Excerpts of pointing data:
-- start --
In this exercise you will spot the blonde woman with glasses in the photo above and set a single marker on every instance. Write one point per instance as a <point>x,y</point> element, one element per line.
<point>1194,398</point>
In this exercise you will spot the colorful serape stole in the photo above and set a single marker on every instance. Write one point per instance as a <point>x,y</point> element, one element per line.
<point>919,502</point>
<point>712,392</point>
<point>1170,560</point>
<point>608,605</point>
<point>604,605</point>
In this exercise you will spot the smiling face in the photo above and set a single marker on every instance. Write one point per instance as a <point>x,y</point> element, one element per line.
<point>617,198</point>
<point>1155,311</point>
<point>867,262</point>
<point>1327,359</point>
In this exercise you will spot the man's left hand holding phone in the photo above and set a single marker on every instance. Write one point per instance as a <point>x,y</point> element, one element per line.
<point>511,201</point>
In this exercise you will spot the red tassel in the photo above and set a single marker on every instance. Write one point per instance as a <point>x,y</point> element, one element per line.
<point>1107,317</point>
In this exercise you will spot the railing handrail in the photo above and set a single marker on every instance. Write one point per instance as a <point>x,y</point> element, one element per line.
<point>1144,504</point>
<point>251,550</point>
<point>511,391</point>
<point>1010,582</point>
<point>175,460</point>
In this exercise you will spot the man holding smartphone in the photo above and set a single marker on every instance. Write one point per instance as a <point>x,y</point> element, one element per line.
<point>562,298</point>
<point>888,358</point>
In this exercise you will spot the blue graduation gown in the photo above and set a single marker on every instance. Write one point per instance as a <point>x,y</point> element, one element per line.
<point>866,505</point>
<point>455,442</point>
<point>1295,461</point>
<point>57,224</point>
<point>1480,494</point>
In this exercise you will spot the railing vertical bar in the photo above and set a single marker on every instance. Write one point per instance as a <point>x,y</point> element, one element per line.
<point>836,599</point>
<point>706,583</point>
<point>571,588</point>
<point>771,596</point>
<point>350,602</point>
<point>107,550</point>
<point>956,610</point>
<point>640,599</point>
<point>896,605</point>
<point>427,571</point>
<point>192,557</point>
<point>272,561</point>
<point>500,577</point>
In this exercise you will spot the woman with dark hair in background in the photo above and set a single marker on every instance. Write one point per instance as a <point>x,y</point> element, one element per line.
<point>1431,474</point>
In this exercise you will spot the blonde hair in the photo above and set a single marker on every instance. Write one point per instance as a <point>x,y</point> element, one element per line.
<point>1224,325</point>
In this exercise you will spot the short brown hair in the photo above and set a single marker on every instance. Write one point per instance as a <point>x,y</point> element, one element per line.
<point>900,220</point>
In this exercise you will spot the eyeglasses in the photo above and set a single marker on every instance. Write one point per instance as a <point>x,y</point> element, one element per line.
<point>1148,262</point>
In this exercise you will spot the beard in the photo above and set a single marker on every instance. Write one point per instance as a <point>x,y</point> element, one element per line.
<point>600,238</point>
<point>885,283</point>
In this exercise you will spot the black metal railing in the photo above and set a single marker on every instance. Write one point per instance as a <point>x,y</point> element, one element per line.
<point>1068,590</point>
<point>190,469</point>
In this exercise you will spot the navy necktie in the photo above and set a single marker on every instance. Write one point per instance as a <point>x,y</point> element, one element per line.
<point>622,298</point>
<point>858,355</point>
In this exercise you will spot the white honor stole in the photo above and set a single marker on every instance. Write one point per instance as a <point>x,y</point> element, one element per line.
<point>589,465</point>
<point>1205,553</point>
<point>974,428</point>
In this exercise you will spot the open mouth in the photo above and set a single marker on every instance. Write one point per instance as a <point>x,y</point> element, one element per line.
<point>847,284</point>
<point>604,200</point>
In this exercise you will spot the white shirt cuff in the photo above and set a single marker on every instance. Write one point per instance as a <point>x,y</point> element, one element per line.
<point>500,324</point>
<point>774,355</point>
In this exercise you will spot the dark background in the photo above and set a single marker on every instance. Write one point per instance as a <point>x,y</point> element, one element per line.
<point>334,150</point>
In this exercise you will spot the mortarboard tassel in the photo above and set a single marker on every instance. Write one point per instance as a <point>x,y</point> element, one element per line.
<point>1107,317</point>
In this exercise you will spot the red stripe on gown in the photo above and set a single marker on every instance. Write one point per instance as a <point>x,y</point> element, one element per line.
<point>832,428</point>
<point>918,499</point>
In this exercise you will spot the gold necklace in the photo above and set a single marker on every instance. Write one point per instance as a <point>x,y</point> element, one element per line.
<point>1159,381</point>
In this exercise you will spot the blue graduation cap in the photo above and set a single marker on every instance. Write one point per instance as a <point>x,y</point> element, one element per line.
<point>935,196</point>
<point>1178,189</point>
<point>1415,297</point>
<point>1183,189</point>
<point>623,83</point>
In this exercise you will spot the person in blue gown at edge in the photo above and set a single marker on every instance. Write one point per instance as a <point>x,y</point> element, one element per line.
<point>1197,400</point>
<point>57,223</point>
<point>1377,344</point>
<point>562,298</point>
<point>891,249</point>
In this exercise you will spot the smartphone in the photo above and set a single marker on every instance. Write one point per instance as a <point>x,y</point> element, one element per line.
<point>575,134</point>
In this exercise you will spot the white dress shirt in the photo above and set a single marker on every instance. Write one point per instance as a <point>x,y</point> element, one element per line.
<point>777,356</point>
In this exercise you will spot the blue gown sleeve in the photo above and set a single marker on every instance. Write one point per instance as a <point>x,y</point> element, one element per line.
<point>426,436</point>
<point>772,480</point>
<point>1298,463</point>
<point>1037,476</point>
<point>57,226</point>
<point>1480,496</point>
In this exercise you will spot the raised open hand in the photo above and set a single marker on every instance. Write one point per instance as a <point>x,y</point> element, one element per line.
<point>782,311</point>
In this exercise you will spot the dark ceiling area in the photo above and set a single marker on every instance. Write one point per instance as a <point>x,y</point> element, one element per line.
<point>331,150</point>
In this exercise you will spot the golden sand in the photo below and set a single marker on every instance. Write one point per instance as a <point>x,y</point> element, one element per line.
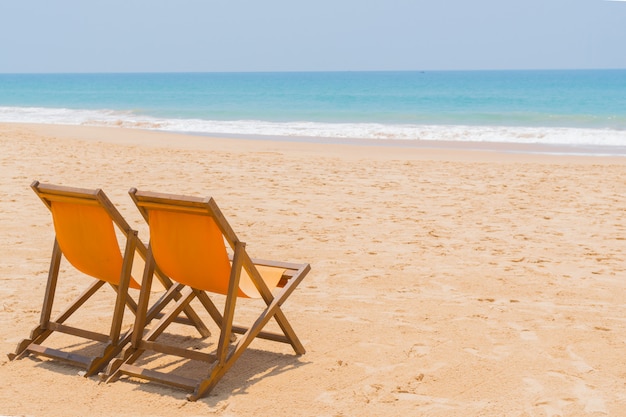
<point>445,282</point>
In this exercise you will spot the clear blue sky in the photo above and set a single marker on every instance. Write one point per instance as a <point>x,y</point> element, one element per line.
<point>319,35</point>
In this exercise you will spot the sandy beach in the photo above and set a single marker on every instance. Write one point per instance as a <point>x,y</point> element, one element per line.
<point>444,282</point>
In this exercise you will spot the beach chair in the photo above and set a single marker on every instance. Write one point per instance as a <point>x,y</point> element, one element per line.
<point>188,241</point>
<point>85,234</point>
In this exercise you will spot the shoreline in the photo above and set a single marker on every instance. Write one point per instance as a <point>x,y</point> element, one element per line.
<point>449,281</point>
<point>426,148</point>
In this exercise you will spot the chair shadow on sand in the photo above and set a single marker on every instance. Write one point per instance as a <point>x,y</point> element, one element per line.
<point>253,366</point>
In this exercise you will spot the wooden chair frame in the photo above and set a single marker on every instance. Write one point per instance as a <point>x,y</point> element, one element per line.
<point>227,352</point>
<point>114,341</point>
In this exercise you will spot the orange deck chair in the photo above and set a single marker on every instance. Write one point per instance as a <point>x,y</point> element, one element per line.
<point>188,238</point>
<point>85,234</point>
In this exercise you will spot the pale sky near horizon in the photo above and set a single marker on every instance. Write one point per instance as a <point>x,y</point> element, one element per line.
<point>322,35</point>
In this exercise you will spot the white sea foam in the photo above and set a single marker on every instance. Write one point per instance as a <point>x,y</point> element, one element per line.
<point>523,135</point>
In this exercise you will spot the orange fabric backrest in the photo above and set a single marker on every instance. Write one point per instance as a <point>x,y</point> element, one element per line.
<point>87,238</point>
<point>190,249</point>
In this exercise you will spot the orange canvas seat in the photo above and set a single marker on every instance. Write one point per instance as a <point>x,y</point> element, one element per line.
<point>188,242</point>
<point>84,224</point>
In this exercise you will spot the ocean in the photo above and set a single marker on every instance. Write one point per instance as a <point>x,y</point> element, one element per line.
<point>581,109</point>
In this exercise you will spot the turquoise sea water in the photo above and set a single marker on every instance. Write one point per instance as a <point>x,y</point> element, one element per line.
<point>585,107</point>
-- end --
Arrange the lines from the start of the records through the line containing "<point>1194,398</point>" as a numbered list, leaving out blank lines.

** RESPONSE BELOW **
1. In this exercise you will spot the blonde woman with glasses in the photo above and set a single marker on every instance. Write one point per instance as a <point>x,y</point> element, one element per line.
2. <point>1194,398</point>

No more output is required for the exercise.